■ **TEXTE À LIRE**
____________

Le 1 er novembre, vous avez transmis un document intitulé « Plan d’action ». Nous l’avons examiné et nous en avons discuté avec vous le 2 novembre 2010: À cette rencontre, nous avons questionné votre plan afin de nous assurer de la compréhension et que toutes les actions à court terme soient énoncées. Devant une certaine confusion, nous vous avons demandé de nous énumérer les priorités des différents départements pour midi. Notre rencontre s’est terminée à 10 h, vous disposiez de 2 h pour les transmettre et vous étiez en accord autant avec votre capacité à nous lister les projets que l’échéance.

Nous avons reçu votre document « Priorités départementales » en matière de support informatique le 2 novembre à 18 h 34. Nous l’avons examiné le 3 novembre 2010. Nous retrouvons plutôt dans ce document une description des niveaux de priorité qui oriente le traitement plutôt qu’une liste des dossiers prioritaires. Il ne correspond pas à notre demande et ne nous aide pas à concrétiser en réelles actions votre plan ni à nous indiquer la justesse de votre lecture des enjeux ou des priorités.

____________

■ **DONNÉES EXTRAITES**
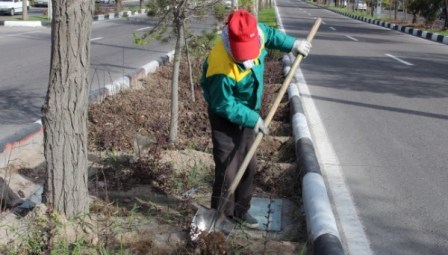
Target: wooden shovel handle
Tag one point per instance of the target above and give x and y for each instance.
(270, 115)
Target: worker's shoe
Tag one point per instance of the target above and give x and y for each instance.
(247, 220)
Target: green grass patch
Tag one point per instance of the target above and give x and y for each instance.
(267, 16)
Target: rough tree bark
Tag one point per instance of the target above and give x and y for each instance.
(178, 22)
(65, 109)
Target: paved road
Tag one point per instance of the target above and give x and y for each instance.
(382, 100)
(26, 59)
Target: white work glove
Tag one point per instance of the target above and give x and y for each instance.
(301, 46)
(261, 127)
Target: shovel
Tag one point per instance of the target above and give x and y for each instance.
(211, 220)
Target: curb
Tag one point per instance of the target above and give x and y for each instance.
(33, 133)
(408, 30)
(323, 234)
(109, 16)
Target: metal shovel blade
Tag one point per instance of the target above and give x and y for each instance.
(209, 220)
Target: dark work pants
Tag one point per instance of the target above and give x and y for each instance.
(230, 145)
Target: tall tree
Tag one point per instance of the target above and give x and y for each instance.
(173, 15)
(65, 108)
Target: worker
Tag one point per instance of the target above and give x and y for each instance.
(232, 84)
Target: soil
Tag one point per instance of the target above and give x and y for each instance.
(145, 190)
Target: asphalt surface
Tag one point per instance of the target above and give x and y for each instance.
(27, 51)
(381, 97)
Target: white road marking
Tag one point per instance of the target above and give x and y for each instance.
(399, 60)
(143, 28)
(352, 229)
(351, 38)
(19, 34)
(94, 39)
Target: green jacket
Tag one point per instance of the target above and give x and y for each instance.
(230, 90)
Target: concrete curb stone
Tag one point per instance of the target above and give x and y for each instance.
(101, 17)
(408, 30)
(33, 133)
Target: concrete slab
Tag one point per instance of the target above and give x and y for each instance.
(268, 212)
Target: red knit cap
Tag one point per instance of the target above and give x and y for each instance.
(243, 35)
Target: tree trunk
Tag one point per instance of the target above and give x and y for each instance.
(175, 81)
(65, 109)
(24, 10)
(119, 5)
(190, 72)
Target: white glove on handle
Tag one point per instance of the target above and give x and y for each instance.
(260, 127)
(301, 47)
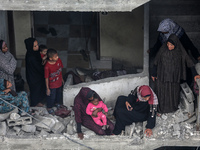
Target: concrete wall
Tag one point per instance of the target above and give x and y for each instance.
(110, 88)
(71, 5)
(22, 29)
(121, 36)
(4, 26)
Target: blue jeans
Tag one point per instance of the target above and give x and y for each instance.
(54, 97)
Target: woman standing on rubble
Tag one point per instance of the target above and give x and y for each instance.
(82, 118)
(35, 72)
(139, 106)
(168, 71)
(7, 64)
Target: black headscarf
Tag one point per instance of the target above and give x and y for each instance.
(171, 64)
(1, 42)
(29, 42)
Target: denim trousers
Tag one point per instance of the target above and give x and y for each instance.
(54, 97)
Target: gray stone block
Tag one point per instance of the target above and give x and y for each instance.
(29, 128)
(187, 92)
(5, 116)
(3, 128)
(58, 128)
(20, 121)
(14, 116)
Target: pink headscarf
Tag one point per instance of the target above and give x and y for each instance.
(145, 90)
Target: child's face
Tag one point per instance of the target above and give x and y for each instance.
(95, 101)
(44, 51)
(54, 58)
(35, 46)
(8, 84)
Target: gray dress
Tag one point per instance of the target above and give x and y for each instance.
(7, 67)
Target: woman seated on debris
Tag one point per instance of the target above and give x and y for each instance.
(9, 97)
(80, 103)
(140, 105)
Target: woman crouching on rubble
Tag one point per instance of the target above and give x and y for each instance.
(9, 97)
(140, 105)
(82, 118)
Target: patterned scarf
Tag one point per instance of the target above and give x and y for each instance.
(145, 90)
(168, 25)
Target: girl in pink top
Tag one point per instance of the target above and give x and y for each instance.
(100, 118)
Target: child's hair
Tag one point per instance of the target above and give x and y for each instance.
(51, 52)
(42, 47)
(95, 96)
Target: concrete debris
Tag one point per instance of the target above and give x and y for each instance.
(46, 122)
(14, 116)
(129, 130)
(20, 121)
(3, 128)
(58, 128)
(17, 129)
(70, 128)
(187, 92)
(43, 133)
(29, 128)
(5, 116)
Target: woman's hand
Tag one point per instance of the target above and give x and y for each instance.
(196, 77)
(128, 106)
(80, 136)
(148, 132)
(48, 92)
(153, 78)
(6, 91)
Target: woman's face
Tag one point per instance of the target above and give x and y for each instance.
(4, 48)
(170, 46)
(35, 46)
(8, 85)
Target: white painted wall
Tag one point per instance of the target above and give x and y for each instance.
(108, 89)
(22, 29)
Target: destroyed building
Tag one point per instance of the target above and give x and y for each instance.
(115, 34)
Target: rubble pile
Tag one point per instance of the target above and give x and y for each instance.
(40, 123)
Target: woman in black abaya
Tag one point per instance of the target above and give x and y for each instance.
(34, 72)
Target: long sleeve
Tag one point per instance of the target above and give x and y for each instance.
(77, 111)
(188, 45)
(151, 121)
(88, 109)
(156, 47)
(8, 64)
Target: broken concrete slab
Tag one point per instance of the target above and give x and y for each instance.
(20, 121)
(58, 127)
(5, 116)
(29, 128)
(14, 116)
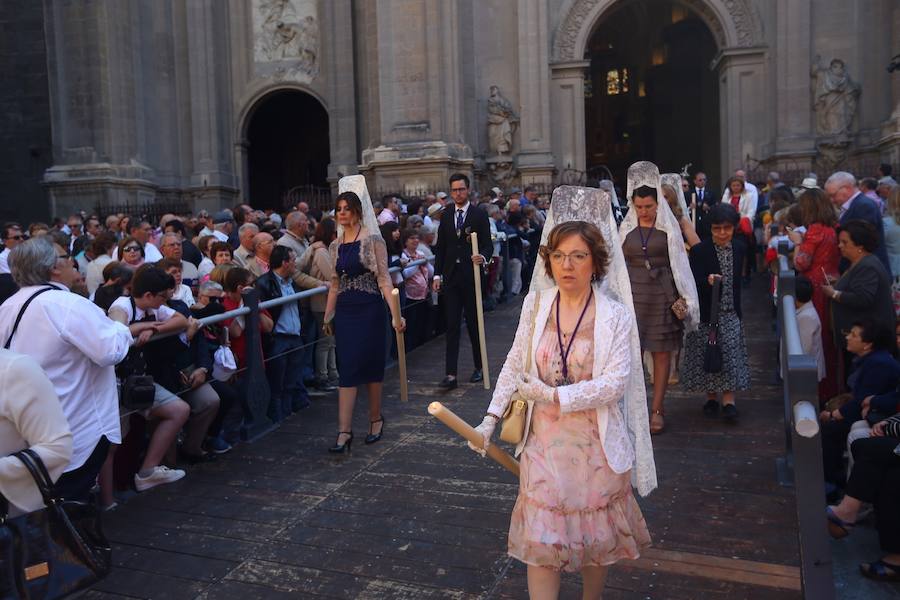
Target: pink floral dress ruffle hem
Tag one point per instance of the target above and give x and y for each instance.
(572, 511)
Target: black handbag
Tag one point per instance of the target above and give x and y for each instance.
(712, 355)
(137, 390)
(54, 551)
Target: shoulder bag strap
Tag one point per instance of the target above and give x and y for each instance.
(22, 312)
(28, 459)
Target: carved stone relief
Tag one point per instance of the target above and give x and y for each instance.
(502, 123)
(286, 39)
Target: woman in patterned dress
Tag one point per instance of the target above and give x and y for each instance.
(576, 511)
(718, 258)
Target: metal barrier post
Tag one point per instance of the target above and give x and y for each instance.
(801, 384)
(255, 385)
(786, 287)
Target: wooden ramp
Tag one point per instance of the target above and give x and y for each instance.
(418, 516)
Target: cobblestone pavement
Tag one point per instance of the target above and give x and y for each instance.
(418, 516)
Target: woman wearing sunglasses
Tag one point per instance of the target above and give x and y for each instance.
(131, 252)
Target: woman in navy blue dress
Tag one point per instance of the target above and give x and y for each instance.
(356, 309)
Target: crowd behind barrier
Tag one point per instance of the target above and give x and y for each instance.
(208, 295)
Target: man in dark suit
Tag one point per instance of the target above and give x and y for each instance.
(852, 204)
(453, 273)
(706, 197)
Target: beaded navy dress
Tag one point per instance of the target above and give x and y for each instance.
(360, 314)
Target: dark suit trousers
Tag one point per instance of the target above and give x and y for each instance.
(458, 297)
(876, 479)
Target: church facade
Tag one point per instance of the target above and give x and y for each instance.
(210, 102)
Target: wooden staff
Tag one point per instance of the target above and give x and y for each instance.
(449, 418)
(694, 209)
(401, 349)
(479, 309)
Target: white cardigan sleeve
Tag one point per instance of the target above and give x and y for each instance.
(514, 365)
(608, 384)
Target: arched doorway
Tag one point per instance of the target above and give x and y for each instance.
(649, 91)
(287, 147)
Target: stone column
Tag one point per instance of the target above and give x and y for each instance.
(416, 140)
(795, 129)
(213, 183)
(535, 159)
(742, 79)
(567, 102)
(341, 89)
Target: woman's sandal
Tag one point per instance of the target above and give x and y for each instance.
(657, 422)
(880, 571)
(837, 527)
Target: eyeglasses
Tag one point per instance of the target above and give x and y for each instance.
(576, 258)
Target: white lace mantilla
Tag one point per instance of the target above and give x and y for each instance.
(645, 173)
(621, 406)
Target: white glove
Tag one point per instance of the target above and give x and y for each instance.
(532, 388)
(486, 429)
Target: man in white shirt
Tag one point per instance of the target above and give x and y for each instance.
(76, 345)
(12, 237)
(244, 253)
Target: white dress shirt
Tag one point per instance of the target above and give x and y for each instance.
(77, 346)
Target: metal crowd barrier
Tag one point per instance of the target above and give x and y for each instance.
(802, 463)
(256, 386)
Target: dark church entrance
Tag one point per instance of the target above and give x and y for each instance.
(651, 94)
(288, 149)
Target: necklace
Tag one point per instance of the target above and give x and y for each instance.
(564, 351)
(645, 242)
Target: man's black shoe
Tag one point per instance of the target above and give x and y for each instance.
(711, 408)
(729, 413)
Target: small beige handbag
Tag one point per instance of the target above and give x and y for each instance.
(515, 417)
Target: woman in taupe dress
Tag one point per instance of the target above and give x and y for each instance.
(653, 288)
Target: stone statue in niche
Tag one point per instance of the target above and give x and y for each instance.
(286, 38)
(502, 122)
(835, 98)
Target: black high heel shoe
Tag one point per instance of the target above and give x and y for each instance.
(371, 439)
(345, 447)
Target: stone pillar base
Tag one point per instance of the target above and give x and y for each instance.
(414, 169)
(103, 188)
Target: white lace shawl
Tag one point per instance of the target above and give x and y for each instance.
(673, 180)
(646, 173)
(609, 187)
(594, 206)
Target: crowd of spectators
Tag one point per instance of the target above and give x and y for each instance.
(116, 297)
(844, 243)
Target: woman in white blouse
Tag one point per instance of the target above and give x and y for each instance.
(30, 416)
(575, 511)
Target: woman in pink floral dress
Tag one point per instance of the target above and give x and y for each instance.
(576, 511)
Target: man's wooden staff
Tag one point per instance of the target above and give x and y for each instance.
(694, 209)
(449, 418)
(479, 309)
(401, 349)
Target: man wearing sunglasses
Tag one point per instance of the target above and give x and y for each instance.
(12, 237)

____________

■ **CONSIGNES DE TRAVAIL**
1 - Recopiez le passage du texte à lire qui va de « Nous avons reçu » jusqu'à « ou des priorités. » inclus.
2 - Indiquez, d'après le texte à lire, le jour et l'heure de réception du document « Priorités départementales ».

■ **RÉPONSES DANS L'ORDRE**
1 -
Nous avons reçu votre document « Priorités départementales » en matière de support informatique le 2 novembre à 18 h 34. Nous l’avons examiné le 3 novembre 2010. Nous retrouvons plutôt dans ce document une description des niveaux de priorité qui oriente le traitement plutôt qu’une liste des dossiers prioritaires. Il ne correspond pas à notre demande et ne nous aide pas à concrétiser en réelles actions votre plan ni à nous indiquer la justesse de votre lecture des enjeux ou des priorités.

2 - Le 2 novembre à 18 h 34.